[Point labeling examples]
☆ ☆ ☆ ☆ ☆ ☆ ☆

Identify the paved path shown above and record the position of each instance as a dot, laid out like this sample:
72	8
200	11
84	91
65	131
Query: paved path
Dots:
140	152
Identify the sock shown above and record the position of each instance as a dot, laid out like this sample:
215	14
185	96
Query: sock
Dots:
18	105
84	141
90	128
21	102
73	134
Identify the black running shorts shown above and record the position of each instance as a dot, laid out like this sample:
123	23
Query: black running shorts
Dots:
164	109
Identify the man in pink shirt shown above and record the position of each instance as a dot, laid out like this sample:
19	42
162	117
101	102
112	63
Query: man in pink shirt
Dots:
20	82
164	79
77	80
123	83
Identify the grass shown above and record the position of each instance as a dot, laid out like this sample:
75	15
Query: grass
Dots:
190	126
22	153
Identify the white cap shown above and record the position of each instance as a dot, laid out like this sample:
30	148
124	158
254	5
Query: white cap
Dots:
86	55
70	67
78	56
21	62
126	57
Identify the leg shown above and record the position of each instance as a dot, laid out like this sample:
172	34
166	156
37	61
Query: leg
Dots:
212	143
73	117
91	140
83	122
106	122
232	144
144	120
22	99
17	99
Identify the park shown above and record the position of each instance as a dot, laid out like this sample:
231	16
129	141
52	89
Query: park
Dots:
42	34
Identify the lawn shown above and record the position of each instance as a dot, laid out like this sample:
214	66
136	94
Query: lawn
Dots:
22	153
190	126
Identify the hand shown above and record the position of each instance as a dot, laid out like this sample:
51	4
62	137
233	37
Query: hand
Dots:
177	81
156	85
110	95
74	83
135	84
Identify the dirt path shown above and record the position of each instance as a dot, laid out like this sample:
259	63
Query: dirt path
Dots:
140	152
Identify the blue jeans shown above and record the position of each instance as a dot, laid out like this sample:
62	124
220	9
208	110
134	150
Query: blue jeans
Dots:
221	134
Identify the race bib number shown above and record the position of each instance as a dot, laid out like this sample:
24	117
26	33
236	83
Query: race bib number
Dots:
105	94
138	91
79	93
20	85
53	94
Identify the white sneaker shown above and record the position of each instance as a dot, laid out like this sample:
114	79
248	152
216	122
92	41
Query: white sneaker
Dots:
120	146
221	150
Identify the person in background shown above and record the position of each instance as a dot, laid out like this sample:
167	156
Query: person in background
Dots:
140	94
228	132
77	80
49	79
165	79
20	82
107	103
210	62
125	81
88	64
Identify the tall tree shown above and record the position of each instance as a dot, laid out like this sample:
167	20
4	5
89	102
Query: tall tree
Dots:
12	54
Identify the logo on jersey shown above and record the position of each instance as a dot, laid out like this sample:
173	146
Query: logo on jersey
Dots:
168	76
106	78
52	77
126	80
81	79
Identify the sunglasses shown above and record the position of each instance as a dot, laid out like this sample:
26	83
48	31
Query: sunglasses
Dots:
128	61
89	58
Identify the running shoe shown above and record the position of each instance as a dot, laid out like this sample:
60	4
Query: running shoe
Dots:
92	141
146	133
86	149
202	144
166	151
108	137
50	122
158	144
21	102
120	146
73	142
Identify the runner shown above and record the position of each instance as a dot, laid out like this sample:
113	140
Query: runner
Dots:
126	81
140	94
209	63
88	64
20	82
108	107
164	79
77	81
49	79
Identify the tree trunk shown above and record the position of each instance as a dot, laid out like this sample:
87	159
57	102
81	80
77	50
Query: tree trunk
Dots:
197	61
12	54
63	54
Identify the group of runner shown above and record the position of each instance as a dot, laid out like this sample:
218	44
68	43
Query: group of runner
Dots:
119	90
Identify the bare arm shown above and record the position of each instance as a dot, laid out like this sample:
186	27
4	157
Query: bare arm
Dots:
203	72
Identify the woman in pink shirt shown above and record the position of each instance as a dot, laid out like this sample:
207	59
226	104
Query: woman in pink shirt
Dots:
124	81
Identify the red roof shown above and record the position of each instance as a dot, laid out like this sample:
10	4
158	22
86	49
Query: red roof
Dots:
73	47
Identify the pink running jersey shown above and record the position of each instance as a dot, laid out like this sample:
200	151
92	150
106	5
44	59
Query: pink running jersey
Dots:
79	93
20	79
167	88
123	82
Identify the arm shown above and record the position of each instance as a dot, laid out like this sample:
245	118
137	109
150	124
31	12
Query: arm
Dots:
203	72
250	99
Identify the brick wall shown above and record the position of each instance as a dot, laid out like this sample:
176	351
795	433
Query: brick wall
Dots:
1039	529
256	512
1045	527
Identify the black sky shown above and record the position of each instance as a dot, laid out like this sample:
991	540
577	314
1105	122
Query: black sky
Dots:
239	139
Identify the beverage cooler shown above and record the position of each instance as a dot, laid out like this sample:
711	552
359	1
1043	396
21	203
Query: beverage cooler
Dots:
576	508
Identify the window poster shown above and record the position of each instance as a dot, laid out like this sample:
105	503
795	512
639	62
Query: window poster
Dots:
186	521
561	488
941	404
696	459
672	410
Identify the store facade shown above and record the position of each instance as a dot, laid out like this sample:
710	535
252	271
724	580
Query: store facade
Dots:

☆ ☆ ☆ ☆ ☆ ☆ ☆

> Goal
Exactly reproduce the lines beginning with the one that contains "Identify the black sky" and ending with the last line of the material, both included. Leave out everything else.

> Final answer
Identify the black sky shown above and record the position of each instance as a dot, laid out like this sample:
991	540
577	314
1105	122
Query: black sky
Dots:
239	139
Identify the beverage cooler shown above and record the position of each instance as a dot, laid out like this sample:
711	552
359	1
1043	396
21	203
Query: beverage cooler
Dots:
576	508
Identify the window poster shown above and record the position of each instance as a dot, laid out like this sample:
105	503
795	512
639	62
Query: window poster
Dots:
186	521
561	488
941	404
696	459
672	410
Identify the store facade shown above and record the position of each instance as a dot, laid out like this sample:
710	535
252	271
724	580
Query: store facade
Dots:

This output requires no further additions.